▸ Task directions: Once the line containing "Query: black shorts" is found in the entries below, reproduce it and every line after it, stopping at and including the line containing "# a single point is shaped like point(382, 70)"; reproduce nothing else, and keep each line exact.

════════

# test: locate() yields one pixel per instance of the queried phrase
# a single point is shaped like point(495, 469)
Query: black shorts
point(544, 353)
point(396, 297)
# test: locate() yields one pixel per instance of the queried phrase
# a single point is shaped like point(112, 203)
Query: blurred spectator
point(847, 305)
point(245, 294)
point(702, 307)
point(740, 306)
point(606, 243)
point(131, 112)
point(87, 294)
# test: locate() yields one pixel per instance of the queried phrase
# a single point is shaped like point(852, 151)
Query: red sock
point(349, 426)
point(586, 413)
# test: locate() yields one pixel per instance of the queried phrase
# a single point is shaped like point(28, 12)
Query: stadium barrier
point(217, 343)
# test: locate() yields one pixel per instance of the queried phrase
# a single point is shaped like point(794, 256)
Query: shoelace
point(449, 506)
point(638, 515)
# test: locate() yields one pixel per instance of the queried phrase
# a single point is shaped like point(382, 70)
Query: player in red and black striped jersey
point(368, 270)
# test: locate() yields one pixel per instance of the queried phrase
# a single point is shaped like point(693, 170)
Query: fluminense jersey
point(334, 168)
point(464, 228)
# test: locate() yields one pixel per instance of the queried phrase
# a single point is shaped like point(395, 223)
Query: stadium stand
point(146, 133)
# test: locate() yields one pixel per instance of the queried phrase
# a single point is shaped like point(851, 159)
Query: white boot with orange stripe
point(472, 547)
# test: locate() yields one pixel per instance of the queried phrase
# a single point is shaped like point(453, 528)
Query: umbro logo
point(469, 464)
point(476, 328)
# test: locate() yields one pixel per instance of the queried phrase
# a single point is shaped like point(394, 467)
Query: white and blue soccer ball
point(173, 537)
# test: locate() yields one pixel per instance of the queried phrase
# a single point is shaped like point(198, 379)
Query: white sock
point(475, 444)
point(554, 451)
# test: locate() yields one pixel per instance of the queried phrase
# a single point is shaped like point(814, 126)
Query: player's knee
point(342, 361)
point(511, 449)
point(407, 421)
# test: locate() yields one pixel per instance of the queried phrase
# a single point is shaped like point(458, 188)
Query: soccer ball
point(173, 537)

════════

▸ Answer for the task:
Query: black shorts
point(544, 353)
point(396, 297)
# test: locate() yields one pixel per instance of the queried phrase
# a single point is shaped like point(112, 203)
Query: blurred spectator
point(847, 305)
point(245, 294)
point(702, 307)
point(740, 306)
point(606, 243)
point(131, 112)
point(87, 294)
# test: locate() yields one pixel per instance of the queried phrase
# a single point is shaped like point(852, 151)
Query: red sock
point(349, 426)
point(586, 413)
# test: locate() yields one pixel per instance of the queried phrase
# a single point is shaped like point(28, 12)
Query: stadium barrier
point(217, 343)
# test: locate() yields one pixel per instance of the queried phrase
# a single point is shaped like point(794, 256)
Query: shoelace
point(449, 506)
point(638, 515)
# test: locate() yields one pixel per instance of the queried phrase
# a single point is shaped like point(382, 70)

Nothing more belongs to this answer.